The lines from the one containing "Target: white bed sheet" through the end of the entries are what to output; reproduce them exactly and add nothing.

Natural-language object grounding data
--
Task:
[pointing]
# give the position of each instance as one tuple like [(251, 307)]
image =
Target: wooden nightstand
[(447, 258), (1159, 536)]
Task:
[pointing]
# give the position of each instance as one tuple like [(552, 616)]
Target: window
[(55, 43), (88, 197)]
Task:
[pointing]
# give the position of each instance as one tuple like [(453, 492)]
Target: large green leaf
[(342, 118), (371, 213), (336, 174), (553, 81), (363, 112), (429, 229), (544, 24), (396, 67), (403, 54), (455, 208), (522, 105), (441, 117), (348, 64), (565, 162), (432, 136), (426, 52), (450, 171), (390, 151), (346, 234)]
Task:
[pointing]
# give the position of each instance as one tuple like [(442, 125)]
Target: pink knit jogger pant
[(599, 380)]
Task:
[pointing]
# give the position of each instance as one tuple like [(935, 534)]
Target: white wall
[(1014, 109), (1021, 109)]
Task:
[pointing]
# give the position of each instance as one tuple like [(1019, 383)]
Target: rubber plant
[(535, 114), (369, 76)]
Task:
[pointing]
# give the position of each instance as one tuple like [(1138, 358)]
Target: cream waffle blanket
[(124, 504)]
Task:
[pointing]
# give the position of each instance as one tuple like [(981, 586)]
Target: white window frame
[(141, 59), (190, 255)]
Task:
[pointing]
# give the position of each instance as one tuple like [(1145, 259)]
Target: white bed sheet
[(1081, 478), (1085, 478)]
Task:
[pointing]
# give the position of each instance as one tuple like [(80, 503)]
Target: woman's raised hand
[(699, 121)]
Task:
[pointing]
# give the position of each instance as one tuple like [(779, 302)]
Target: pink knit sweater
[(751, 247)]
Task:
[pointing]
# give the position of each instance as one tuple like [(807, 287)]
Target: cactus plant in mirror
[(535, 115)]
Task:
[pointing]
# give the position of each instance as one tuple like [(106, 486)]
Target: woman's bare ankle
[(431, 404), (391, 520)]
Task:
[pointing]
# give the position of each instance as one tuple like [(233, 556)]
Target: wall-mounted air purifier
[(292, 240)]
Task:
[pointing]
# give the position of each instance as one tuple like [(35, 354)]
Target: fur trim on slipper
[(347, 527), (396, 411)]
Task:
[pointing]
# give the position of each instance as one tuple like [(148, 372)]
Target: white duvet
--
RESULT OF THE EXERCISE:
Target: white bed sheet
[(1081, 478), (1085, 478)]
Task:
[pointing]
# give the position of each instance as one tuple like [(80, 503)]
Target: woman's raised hand
[(699, 121)]
Task:
[pointing]
# give the position of each instance as one tuple like [(779, 302)]
Target: pink knit sweater
[(751, 247)]
Task:
[pointing]
# give the position of each instance as one tuple like [(807, 287)]
Target: cactus plant in mirror
[(535, 115)]
Task:
[pointing]
# give the position of each instance as one tuple like [(106, 486)]
Target: woman's bare ankle
[(431, 404), (391, 520)]
Task:
[pointing]
# give the position of each instance as one tuple like [(233, 556)]
Target: wall-mounted air purifier
[(292, 240)]
Task:
[pointing]
# give the position of each instance as one tuple like [(35, 354)]
Target: fur trim on slipper
[(347, 527), (396, 411)]
Task:
[pointing]
# give the position of each instance as one tuple like [(148, 372)]
Target: white duvet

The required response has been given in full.